Written request →
Return each line in the records below that contains the word "soil".

Input rows →
::::::::

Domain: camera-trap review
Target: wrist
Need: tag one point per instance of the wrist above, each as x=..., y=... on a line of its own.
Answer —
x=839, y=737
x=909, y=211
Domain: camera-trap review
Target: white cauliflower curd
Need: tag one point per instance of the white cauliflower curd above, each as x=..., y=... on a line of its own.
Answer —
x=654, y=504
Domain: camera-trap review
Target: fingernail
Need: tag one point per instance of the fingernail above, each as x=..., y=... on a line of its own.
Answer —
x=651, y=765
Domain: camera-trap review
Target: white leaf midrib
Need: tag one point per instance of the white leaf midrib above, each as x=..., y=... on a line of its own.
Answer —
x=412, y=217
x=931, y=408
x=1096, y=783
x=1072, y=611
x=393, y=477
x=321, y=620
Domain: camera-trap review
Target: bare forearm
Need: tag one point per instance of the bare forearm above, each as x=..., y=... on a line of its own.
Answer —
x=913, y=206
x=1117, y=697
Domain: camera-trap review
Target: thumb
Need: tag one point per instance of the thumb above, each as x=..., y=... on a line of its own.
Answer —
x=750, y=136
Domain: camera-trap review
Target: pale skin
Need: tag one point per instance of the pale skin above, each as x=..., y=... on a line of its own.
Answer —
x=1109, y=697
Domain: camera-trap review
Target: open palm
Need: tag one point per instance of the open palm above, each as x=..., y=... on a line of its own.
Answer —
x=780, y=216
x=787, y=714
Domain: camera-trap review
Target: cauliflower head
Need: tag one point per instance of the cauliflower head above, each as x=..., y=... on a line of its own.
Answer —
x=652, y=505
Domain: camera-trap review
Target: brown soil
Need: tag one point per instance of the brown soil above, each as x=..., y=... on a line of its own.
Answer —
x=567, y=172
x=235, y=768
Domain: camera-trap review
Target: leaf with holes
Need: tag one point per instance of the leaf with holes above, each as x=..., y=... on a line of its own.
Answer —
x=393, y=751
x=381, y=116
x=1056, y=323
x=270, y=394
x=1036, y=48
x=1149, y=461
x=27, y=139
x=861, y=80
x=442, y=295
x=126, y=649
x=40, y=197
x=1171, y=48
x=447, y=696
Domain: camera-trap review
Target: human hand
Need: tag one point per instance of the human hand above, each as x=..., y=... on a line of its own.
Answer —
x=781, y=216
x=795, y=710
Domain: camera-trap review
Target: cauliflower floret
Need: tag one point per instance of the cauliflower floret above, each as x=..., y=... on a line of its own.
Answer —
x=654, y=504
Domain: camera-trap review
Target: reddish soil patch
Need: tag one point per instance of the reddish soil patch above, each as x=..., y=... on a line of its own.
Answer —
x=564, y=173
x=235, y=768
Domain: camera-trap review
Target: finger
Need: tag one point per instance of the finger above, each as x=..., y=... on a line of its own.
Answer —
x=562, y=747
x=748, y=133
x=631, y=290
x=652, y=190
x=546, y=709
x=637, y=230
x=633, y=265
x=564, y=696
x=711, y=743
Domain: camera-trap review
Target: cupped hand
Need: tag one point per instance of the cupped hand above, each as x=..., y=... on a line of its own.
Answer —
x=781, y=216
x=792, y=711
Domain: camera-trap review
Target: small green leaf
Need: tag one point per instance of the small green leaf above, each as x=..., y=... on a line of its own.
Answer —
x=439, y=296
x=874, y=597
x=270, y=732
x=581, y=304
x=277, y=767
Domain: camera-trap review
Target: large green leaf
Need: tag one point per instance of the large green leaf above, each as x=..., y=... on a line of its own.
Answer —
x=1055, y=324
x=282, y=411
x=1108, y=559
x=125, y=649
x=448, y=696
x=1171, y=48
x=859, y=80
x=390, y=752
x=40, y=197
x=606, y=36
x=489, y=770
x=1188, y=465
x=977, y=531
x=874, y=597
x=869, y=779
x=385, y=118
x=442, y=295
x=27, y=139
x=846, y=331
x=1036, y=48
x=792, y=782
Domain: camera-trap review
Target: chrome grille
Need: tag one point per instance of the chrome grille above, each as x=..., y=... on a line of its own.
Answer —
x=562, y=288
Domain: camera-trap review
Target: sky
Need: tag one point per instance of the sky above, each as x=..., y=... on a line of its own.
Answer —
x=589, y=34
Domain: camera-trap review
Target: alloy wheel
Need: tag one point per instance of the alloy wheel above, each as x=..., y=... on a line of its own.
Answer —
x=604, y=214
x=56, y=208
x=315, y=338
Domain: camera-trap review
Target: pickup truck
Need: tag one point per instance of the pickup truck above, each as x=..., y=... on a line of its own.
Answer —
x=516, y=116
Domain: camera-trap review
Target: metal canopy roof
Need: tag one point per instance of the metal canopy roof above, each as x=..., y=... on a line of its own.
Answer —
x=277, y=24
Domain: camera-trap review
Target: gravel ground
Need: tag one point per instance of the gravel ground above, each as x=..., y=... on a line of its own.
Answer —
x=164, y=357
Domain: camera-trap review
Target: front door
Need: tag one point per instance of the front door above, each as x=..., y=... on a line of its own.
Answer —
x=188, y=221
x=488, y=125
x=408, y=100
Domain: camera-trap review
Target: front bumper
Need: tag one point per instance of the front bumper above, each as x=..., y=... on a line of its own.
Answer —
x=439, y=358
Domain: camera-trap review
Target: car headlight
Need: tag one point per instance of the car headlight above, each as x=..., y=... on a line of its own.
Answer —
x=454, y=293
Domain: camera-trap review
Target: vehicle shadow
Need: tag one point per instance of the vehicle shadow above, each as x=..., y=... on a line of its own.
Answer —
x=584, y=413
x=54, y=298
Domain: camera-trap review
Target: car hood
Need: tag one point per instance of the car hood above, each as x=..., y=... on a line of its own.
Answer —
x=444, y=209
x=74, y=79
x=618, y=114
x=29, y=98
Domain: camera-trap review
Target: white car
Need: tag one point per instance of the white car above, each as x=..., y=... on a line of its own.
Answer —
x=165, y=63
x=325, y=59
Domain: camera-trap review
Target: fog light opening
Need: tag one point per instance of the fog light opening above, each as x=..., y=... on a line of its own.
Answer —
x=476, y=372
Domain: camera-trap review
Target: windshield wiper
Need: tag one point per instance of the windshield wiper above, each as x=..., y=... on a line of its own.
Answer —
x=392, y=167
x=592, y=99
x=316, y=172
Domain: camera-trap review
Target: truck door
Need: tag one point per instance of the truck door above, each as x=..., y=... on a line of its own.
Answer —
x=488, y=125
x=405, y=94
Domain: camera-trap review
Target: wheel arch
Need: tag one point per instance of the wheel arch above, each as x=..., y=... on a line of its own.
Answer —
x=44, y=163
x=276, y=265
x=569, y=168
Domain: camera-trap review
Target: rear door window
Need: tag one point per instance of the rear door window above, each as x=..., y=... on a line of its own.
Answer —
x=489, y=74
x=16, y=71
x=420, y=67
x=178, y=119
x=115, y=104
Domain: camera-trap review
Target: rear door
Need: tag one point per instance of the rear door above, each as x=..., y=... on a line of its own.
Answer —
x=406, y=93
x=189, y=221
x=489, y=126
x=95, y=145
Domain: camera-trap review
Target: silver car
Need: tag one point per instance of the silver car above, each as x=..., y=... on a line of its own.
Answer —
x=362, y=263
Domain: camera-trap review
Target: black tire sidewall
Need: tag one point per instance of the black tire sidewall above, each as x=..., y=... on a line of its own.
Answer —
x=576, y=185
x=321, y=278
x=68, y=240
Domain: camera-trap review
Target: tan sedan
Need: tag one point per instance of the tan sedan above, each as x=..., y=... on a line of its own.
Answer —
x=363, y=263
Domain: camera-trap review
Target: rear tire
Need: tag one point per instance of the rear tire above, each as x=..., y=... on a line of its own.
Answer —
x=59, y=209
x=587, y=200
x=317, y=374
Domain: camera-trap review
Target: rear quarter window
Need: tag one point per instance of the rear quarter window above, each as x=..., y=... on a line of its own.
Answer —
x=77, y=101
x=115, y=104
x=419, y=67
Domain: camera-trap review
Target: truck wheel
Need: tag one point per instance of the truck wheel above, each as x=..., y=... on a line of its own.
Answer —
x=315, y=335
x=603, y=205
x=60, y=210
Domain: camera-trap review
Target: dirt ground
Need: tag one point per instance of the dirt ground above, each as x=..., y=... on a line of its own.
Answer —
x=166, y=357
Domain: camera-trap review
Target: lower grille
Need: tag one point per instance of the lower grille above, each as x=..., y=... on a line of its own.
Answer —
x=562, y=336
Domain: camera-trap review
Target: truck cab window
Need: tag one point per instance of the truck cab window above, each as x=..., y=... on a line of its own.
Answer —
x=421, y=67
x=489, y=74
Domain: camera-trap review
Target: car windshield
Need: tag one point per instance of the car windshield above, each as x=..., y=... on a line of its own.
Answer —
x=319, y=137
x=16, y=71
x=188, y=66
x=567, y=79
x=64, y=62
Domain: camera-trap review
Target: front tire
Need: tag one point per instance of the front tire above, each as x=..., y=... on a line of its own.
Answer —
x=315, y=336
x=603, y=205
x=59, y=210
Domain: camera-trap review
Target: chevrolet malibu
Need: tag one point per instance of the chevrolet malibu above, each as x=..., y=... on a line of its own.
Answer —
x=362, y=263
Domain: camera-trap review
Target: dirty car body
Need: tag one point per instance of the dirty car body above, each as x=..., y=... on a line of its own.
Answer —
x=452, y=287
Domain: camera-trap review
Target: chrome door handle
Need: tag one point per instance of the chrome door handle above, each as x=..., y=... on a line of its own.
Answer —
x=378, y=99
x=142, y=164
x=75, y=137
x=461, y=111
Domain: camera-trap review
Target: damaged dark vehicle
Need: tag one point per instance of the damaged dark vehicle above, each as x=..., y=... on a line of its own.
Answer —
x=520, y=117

::::::::

Exercise output →
Target: brown soil
Need: tag one point per instance of the brown soil above, each as x=..., y=... on a line of its own.
Target: reddish soil patch
Need: tag one point per instance of the reddish soil patch above, each as x=..., y=... on a line of its own.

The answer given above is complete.